----- Data in this exercise
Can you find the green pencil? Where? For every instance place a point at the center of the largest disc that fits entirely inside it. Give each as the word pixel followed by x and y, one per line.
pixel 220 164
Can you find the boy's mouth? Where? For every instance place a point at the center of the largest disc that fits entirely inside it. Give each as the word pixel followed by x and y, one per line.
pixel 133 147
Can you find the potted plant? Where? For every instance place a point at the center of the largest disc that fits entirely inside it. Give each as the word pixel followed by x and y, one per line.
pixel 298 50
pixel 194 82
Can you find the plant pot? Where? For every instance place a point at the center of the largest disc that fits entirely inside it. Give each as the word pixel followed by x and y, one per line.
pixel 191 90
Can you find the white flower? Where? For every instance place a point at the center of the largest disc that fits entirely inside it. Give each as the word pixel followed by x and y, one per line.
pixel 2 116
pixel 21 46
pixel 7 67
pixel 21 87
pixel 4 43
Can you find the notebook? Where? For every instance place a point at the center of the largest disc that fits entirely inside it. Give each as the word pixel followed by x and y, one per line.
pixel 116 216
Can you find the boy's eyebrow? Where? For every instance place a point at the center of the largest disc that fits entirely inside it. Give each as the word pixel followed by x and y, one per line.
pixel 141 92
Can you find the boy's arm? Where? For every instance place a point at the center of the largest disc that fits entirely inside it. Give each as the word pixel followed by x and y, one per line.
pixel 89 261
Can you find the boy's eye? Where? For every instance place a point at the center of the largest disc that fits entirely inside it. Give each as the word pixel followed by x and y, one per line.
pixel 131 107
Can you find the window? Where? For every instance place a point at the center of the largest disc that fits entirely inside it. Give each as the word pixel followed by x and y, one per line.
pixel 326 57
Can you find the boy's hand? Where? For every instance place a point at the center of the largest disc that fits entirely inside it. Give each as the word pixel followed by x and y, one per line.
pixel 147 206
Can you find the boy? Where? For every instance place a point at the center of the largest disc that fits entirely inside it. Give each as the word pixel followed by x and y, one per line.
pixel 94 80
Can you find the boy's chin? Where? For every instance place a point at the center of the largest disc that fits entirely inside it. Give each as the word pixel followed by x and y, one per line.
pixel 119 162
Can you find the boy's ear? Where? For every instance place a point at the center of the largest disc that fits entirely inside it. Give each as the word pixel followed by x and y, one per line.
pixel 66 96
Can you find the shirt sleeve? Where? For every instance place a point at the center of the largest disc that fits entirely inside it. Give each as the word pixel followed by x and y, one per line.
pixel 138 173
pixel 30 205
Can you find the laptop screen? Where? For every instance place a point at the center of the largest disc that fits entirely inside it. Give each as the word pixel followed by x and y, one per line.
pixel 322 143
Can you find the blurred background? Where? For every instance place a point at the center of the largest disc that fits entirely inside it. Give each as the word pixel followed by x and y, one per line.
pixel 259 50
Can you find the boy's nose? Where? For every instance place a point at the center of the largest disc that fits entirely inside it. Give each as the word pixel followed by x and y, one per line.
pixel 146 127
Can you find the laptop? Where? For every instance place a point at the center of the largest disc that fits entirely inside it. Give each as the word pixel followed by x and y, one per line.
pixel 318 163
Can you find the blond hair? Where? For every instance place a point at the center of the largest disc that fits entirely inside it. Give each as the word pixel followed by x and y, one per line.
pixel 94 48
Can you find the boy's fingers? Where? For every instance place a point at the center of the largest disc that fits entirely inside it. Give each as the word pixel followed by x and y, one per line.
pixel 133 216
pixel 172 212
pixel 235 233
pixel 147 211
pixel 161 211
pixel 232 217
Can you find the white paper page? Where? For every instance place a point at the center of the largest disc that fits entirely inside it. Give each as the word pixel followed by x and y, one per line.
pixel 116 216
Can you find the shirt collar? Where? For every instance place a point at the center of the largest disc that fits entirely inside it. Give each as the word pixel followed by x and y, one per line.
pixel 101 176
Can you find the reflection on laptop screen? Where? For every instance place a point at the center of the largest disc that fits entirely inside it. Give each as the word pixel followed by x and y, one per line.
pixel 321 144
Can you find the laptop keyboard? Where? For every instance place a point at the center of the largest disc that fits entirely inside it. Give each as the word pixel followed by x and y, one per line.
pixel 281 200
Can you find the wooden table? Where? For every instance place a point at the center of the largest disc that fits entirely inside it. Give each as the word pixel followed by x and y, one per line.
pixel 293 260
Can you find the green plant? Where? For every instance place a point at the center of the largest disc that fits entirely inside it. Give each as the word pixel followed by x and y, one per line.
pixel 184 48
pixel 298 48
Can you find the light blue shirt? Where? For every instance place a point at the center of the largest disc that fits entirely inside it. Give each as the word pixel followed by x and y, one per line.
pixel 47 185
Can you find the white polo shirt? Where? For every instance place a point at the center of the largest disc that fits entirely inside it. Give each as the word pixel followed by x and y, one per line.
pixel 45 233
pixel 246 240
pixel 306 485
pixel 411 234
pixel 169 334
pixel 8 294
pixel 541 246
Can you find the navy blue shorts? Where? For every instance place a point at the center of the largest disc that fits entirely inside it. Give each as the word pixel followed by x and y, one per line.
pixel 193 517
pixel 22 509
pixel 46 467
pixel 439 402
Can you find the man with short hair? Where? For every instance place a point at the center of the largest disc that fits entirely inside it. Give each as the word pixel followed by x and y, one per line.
----------
Work task
Return the material exactly as it stands.

Expected output
Can you find the green pencil? Where? For every instance place a point at the center of the largest disc that fits entirely inside it. Give each as the word pixel followed by x and y, one per line.
pixel 220 164
Can you find the boy's mouth? Where? For every instance place a point at the center of the largest disc that fits entirely inside it. Give each as the word pixel followed by x and y, one per line.
pixel 133 147
Can you find the potted plant? Where? For every instance place a point at the center of the largest disc that fits entirely inside it. Give each as the word pixel followed by x and y, one per line.
pixel 298 50
pixel 194 82
Can you find the plant pot? Where? For every instance place a point at the center of the largest disc that fits entirely inside it. Give each as the word pixel followed by x and y, one per line.
pixel 191 90
Can you find the white flower? Where? For every instance place a point at the center of the largest disc that fits entirely inside it. Give each as the word pixel followed by x and y, one per line.
pixel 2 116
pixel 21 46
pixel 7 67
pixel 21 87
pixel 4 43
Can you find the notebook? Where? For every instance place a point at the center of the largest disc that fits entirely inside it. Give each as the word pixel followed by x and y, one per line.
pixel 116 216
Can you find the boy's eyebrow? Where? For every instance place a point at the center of the largest disc that fits entirely inside it. Give each as the word pixel followed by x and y, one per line.
pixel 141 92
Can you find the boy's arm? Where? For every instance place a point at the center of the largest disc that fits entirely inside it. Give each as the word pixel followed by x and y, one per line.
pixel 89 261
Can you find the boy's eye? Where? For every instance place a point at the center of the largest disc that fits entirely inside it. Give each as the word pixel followed by x and y, one per line.
pixel 131 107
Can you find the window? Where? For every instance place a point at the center of the largest disc that fits entirely inside it. Give each as the word pixel followed by x and y, one per line.
pixel 326 57
Can you find the boy's hand? Where? For every instance place a point at the center of the largest disc that fits entirely inside it. Give each as the word pixel followed by x and y, one per line.
pixel 147 206
Can you find the boy? Where? For every instance place a point at the center of the largest disc that fits entirely inside it. Give each as the word pixel followed by x and y, one per line.
pixel 94 80
Can you find the boy's chin? Where? For every instance place a point at the center of the largest disc that fits entirely inside it. Give each as the word pixel followed by x and y, one per line.
pixel 119 162
Can you find the boy's ear? Where? For every instance place a point at the center of the largest disc that fits entirely inside it. Give each as the word pixel followed by x and y, one per line.
pixel 66 96
Can you find the shirt sleeve? Where? For every instance place a point at the center of the largest disc that fits entirely inside it. Give each as the word pixel followed by x and y, one per line.
pixel 138 173
pixel 30 205
Can you find the laptop screen? Where? For every instance place a point at the center of the largest disc that fits entirely inside it. Give each as the word pixel followed by x and y, one per line.
pixel 322 143
Can you find the blurred background? Where? For every instance place a point at the center of the largest disc that fits entirely inside it. Give each as the word pixel followed by x and y, one per line.
pixel 259 50
Can you find the boy's nose? Where? For every instance place a point at the center of the largest disc that fits entirely inside it. Give each as the word pixel followed by x and y, one per line.
pixel 146 127
Can you find the laptop? Where? For every instance place a point at the center of the largest disc that fits entirely inside it. Give each as the word pixel followed by x and y, one per line.
pixel 318 163
Can you find the blond hair? Where? For every instance place a point at the center of the largest disc that fits entirely inside it. Give each as the word pixel followed by x and y, one per line.
pixel 94 48
Can you find the boy's fingers? Where? For every instance place a point at the center of the largest disc that fits entirely inside it. Give each as the word pixel followed by x and y, one per line.
pixel 133 216
pixel 172 212
pixel 235 233
pixel 147 211
pixel 161 211
pixel 232 217
Can you find the white paper page? Where? For every instance place a point at the center of the largest disc that fits entirely inside it. Give each as the word pixel followed by x and y, one per line.
pixel 116 216
Can you find the shirt collar? Where? For every instance place a point at the center of the largest disc that fits entirely inside it. Give each as the word pixel followed by x and y, one per line.
pixel 101 176
Can you find the reflection on laptop screen? Where? For every instance place a point at the center of the largest disc that fits entirely inside it. Give each as the word pixel followed by x and y, one per line.
pixel 321 144
Can you find the laptop keyboard? Where? For every instance place a point at the center of the largest disc that fits entirely inside it. Give each as the word pixel followed by x and y, one per line.
pixel 281 200
Can you find the wooden table? Where? For every instance place a point at the center of the largest disc that fits entirely inside it. Give each as the word pixel followed by x and y, one per line.
pixel 293 260
Can you find the green plant? Where? For every instance place a point at the center of the largest disc that fits entirely inside it. Give each as the word pixel followed by x and y, one per line.
pixel 184 48
pixel 298 48
Can you find the light blue shirt? Where? For every instance place a point at the center of the largest disc that fits entirely inside it. Give each as the word pixel followed by x and y, one per line.
pixel 47 185
Can you find the white polo shirt? Where? For every instance place a point at the center of the largest disc that fits entirely inside it. Give each as the word pixel followed by x and y, one per line.
pixel 45 233
pixel 246 240
pixel 306 485
pixel 411 234
pixel 169 334
pixel 8 294
pixel 541 246
Can you find the navy blue shorts? Where? For every instance place a point at the center of the largest disc that fits entirely inside it. Give each as the word pixel followed by x and y, one per line.
pixel 193 517
pixel 22 509
pixel 46 467
pixel 439 402
Can you find the man with short hair? Where? For every instance place a point at the center of the largest disc that fits entirely inside it. Give each as the word pixel followed by x and y, one per line.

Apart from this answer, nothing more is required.